Task: Transcription task. Write out each entry verbatim and exclude any image.

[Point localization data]
┏━━

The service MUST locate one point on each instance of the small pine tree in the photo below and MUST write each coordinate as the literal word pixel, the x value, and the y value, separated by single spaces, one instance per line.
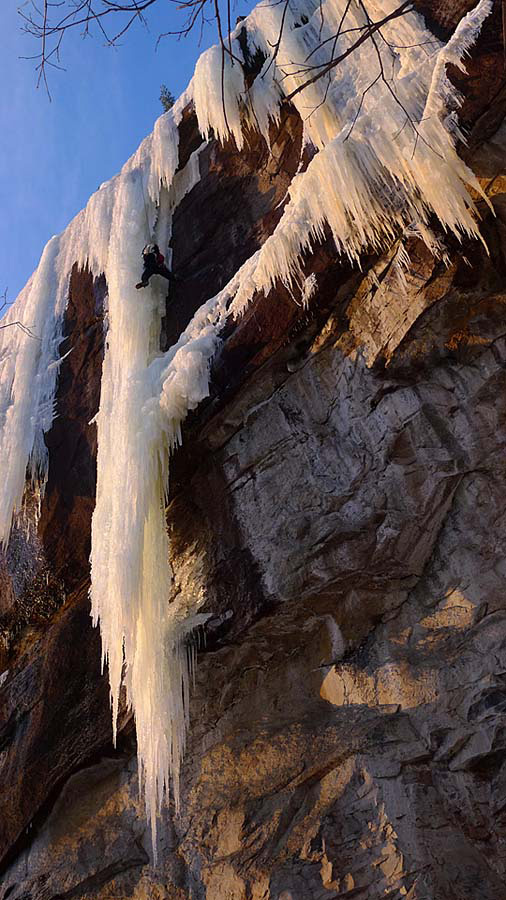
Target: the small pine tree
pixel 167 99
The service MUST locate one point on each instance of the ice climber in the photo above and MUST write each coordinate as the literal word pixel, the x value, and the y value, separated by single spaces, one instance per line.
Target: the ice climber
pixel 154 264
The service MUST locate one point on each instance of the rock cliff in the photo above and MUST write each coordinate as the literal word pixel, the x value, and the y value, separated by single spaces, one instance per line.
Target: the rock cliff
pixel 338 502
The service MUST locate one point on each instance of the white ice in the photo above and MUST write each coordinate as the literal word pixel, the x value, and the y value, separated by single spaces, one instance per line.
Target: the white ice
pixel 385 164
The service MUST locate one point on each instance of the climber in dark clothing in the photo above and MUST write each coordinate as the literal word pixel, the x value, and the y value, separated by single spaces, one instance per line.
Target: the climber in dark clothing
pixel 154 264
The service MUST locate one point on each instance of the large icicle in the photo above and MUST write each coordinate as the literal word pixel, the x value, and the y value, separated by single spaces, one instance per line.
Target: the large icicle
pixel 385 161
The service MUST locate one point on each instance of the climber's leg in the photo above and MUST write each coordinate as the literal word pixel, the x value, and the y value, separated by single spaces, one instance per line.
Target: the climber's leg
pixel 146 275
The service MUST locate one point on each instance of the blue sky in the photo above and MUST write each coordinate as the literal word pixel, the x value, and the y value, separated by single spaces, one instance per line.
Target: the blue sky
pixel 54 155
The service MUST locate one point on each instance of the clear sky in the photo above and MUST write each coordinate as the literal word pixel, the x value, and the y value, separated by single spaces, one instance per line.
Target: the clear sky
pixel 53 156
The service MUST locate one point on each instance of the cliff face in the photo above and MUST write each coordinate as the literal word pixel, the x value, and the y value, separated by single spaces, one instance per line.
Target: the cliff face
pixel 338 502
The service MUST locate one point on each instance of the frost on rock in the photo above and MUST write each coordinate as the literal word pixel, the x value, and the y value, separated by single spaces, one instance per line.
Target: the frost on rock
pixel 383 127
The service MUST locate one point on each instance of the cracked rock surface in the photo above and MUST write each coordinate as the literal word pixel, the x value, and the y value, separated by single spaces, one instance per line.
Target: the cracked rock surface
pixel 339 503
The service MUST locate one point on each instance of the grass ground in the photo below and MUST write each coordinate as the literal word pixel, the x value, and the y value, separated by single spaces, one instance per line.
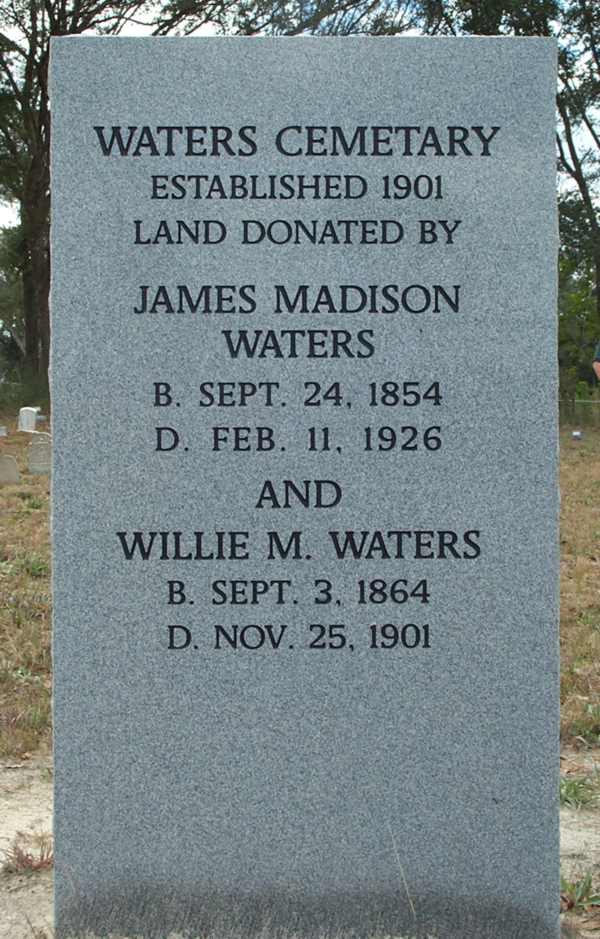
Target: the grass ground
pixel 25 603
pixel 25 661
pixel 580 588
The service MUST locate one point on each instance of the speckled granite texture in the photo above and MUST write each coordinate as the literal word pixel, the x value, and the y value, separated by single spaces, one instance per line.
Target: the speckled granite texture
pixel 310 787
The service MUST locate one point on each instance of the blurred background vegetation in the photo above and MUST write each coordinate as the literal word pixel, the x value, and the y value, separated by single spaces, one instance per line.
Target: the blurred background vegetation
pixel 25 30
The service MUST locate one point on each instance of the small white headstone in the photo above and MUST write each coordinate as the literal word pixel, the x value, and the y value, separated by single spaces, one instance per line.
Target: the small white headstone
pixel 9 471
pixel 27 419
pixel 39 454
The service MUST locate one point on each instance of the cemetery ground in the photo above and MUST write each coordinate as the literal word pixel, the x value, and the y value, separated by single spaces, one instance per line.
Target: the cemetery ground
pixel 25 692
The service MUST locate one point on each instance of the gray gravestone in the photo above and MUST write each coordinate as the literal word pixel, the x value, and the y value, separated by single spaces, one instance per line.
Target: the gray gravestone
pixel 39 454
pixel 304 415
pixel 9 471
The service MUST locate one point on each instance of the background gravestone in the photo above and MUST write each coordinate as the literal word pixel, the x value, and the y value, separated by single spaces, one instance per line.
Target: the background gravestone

┗━━

Reply to the exercise:
The service MUST locate one point on each instance of the small pine tree in the photo below and MUST write each coordinate as the literal word pixel, the x value, and the y value, separated by single spaces, one instance per line.
Target: the small pine tree
pixel 167 99
The service MUST locate one point on each instance of the ice climber in the photo above and MUST write each coordinate as the literal word pixel, the x value, and the y value, separated by single spaces, one instance per line.
Target: the ice climber
pixel 154 264
The service MUST locate one point on each instance of the rock cliff in the photo above and MUST write each coordinate as the literal word pixel, the x value, and the y value, separated by single spaces, one instance per line.
Target: the rock cliff
pixel 338 502
The service MUST locate one point on each instance of the white ice in the photo above and MUST write each coordinate as the literal word pixel, the x value, and the y value, separated by single spaces, one instance per line.
Target: the white ice
pixel 385 164
The service MUST locate one point on each instance of the climber in dark clothing in the photo above and MUST write each coordinate as the literal word pixel, the x value, and the y value, separated by single spaces, one instance per line.
Target: the climber in dark clothing
pixel 154 264
The service MUST locate one point on each instance of the large icicle in the photo above and MUST write each coordinate as the literal word pixel, the x value, and the y value, separated by single spaces, one instance per line.
Target: the large icicle
pixel 385 161
The service MUST locate one point on each instance of the climber's leg in the photo above and MUST write each coordinate as the literal word pixel, the x value, and the y value, separated by single spaces, one instance per line.
Target: the climber's leg
pixel 146 275
The service MUST locate one point on each instance of the blue sky in the photo above and MUST write each coordinate as the literal word pixel, the x value, and the y value, separated by single spaces, one instance per line.
Target: the blue sky
pixel 54 155
The service MUST locate one point on each instance of the clear sky in the photo above and MUST write each coordinate as the literal word pixel, the x value, and the y value, separated by single spaces, one instance per line.
Target: the clear sky
pixel 53 156
The service MUST locate one point on each instance of the cliff face in the photo above and MUST write each coordinate as the literal word pixel, the x value, and the y value, separated by single spaces, one instance per line.
Target: the cliff face
pixel 338 502
The service MUST locate one point on each instance of the frost on rock in the photo above and MUST write each coordinate as the literal word pixel, the x value, and the y value, separated by single spaces, one instance per line.
Target: the frost on rock
pixel 383 127
The service MUST locate one point on each instance of the cracked rock surface in the photo above and MUST write each coordinate as the literal word pixel, the x value, and the y value, separated by single spaces, one instance per line.
Target: the cracked rock surface
pixel 339 503
The service MUST locate one point on each instance of the grass ground in the photo below and MUST write each coordinate as the literal word pixel, the x value, and the y value, separated by single spaces, one instance per line.
Target: the grass ground
pixel 25 603
pixel 25 661
pixel 580 588
The service MUST locate one point on each instance of the speckled granite texture in the photo above and MUST write each coordinate as the literal word pixel, the x value, and the y value, separated by single spaces, one instance per line.
Target: the speckled granite texture
pixel 310 787
The service MUST locate one point on each instance of the blurred background vegetation in the photo above and MUST write each coordinate as the literal word pixel, the x value, and the y value, separated by single spaces, one instance per line.
Target: the blurred background vegetation
pixel 25 30
The service MUST locate one point on each instance of the small white headstone in the photo above and MUST write each coordinate as the literal word pixel, the x value, and the y value, separated by single spaces, one instance per line.
Target: the small white headstone
pixel 9 471
pixel 27 419
pixel 39 454
The service MUST locate one point on each instance of the cemetery ground in the photo above and MUST write each coordinate as the literal word pixel, the x value, and the y value, separated by single spaces, one instance per line.
Target: the cemetery ground
pixel 25 692
The service MUST locate one point on each instance of the gray gravestone in the photo above and MUST write each coordinate as the literal word pixel, the x value, and the y value, separated by single spaces, one instance per line.
Target: the gray gravestone
pixel 39 454
pixel 304 415
pixel 9 471
The service MUST locate one point on each instance of the background gravestone in the photo above and MUST write each coordinate as the literal word pixel, the x value, and the y value, separated by single spaces, one instance per line.
Target: the background gravestone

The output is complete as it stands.